#### [Texto em estudo]

####################

No fim de junho de 2021, o ministro de Minas e Energia Bento Albuquerque pediu, em rede nacional de televisão, o uso “consciente e responsável” de água e energia no país, que enfrenta a pior seca em quase um século. Essa seca é uma péssima notícia para um país que gera 65% de sua eletricidade a partir de hidrelétricas. No nível individual, ela já significa um aumento nas contas de energia e até o risco de blecautes. A seca e os danos que ela traz à agricultura também representam uma ameaça à economia do país, que luta para se recuperar da pandemia de Covid-19.
De acordo com cientistas, os maiores problemas da crise atual se devem à interferência humana. Em primeiro lugar, existem as mudanças climáticas causadas pelo homem, que tornam o país bem mais quente e seco. Além disso, outra parte importante do problema é que o Brasil está ameaçando gravemente suas duas principais fontes de recursos hídricos. “Se preservarmos a Amazônia e o Cerrado, preservaremos as fontes de água em geral. Estamos falando de duas áreas extremamente importantes, e ambas têm sido desmatadas, queimadas ou alteradas”, explica Aquino. A Amazônia é onde os denominados “rios aéreos” da América do Sul se originam: correntes atmosféricas de umidade que partem das florestas tropicais e se dirigem ao sul e sudeste do país, onde se transformam em precipitação. Essas regiões, por sua vez, abrigam até um terço da população do país, e são as maiores vítimas da seca recorde de 2021. Assim como o Cerrado, a Amazônia também vê sua vegetação nativa encolher ano após ano com o desmatamento, que reduz o fluxo dos rios aéreos. Entre janeiro e julho de 2021, um total de 5.100 quilômetros quadrados de floresta foram perdidos, de acordo com o Inpe – uma área maior que três vezes a extensão do município de São Paulo. O desmatamento tem crescido em velocidade acelerada sob o governo do presidente Jair Bolsonaro.

####################

#### [Tarefas propostas]
A – Segundo o texto sobre a seca de 2021, de que forma o desmatamento da Amazônia agrava a falta de chuva no sul e no sudeste do país? Responda em até três frases.
B – Relacione todos os efeitos negativos da seca que o texto sobre a seca de 2021 aponta no primeiro parágrafo.
C – De acordo com o Inpe, citado no texto sobre a seca de 2021, qual área de floresta se perdeu entre janeiro e julho de 2021?
As entradas a seguir não têm relação com as tarefas.

#### [Entradas selecionadas]
####################

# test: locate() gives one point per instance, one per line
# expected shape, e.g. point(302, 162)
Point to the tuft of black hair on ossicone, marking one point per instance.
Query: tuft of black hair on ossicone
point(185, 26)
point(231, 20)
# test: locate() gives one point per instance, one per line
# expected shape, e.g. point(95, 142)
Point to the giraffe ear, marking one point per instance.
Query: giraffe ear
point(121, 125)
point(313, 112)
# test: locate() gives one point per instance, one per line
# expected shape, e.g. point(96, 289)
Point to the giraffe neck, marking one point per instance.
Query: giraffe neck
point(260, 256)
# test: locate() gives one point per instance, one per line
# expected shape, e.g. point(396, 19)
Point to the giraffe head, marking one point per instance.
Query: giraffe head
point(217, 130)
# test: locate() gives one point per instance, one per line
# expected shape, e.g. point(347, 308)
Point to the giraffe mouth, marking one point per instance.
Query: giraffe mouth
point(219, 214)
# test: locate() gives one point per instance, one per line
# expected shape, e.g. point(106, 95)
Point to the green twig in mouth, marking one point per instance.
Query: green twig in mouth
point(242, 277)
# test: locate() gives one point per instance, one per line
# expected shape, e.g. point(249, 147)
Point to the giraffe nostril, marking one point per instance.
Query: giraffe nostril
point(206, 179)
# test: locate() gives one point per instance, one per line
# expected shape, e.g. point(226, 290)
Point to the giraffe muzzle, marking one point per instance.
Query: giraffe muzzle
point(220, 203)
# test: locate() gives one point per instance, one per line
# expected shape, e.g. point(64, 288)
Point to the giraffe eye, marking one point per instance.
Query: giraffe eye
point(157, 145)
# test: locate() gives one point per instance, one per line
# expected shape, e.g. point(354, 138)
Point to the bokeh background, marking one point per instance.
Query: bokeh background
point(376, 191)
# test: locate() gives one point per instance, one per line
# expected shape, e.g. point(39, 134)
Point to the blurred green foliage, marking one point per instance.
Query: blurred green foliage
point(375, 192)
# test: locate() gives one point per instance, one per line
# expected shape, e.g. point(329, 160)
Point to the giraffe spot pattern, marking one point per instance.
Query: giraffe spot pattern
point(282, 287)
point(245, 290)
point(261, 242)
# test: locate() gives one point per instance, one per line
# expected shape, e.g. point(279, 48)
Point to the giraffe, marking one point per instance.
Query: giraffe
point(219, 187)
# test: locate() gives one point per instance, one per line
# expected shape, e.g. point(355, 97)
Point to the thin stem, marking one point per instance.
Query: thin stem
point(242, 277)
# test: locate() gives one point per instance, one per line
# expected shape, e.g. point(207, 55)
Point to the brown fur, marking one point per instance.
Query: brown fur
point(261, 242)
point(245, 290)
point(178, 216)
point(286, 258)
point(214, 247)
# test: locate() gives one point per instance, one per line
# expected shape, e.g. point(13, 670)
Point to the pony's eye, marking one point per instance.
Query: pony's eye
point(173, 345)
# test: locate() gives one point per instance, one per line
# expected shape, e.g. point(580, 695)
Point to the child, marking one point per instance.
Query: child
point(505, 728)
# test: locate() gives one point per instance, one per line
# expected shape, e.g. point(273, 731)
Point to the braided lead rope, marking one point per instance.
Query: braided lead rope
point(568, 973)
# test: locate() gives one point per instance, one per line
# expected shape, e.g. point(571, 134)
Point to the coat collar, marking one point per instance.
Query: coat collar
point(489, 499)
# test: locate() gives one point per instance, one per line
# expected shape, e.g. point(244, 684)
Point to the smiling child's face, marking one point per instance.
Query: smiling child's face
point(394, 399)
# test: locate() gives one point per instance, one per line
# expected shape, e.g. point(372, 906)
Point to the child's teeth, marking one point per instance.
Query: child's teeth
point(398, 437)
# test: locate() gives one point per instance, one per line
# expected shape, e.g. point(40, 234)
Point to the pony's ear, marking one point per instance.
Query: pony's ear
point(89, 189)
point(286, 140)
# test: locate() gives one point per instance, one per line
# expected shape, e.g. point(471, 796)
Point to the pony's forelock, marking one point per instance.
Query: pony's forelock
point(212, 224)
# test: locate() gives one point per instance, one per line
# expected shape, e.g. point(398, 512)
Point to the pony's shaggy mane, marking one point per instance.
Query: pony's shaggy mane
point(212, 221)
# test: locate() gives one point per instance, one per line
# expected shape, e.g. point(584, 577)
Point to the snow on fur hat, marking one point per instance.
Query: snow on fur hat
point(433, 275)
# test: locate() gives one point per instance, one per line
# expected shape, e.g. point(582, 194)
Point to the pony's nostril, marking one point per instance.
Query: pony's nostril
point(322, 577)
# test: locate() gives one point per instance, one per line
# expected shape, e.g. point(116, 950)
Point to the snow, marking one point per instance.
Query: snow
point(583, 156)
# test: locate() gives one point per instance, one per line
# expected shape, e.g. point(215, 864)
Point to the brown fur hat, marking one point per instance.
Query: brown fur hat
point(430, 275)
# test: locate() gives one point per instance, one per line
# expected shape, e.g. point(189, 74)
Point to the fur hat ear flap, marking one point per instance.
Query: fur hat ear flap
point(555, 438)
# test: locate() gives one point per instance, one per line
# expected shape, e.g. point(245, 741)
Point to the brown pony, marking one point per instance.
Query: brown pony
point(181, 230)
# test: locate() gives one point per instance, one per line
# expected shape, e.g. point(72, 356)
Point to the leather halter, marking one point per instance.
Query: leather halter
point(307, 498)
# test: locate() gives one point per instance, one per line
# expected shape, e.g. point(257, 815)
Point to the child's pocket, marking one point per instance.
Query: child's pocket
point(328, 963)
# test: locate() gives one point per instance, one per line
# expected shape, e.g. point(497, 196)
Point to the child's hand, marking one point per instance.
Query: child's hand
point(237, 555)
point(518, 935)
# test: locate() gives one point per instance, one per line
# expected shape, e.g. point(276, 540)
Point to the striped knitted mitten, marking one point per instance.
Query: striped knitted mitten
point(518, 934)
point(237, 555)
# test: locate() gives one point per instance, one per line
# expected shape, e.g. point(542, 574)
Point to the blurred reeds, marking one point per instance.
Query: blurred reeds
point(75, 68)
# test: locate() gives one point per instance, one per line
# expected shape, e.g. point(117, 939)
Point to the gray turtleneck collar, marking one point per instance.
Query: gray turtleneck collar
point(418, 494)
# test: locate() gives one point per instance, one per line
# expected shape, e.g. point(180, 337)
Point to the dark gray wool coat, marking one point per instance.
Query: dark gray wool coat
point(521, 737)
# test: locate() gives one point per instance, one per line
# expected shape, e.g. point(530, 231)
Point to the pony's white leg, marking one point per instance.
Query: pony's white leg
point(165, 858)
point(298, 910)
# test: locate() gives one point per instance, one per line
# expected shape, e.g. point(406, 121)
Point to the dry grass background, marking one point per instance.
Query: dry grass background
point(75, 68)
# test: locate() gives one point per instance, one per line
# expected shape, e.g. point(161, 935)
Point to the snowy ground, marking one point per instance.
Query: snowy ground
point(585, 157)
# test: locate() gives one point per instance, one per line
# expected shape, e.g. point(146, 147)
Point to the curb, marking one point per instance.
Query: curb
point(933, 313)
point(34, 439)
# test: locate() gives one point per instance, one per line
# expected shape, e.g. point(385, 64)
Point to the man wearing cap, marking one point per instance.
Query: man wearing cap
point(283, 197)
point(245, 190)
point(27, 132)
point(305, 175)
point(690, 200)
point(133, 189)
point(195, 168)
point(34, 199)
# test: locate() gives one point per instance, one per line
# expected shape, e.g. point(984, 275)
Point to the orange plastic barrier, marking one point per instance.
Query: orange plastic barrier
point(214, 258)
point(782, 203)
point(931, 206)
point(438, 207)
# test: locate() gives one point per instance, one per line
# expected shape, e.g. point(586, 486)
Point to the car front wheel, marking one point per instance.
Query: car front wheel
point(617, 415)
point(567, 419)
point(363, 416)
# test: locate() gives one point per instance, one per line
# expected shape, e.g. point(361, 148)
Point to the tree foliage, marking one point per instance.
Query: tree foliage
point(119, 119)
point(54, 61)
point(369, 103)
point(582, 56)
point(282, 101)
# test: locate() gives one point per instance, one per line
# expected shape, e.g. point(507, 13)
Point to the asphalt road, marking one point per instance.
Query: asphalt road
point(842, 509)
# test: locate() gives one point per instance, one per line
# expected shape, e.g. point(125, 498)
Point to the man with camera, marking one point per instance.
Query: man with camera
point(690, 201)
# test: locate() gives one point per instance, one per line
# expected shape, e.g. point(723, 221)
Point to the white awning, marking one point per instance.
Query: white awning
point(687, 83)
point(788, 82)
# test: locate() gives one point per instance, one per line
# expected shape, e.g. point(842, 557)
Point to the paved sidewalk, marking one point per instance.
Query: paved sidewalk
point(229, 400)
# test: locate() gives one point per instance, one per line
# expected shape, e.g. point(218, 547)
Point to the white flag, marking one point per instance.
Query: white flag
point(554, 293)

####################

#### [Resolução das tarefas]
A – A Amazônia é a origem dos "rios aéreos", correntes atmosféricas de umidade que partem das florestas tropicais rumo ao sul e ao sudeste e ali se transformam em precipitação. O desmatamento reduz a vegetação nativa e, com isso, diminui o fluxo desses rios aéreos.

B –
- Aumento nas contas de energia
- Risco de blecautes
- Danos à agricultura
- Ameaça à economia do país

C – Foram perdidos 5.100 quilômetros quadrados de floresta.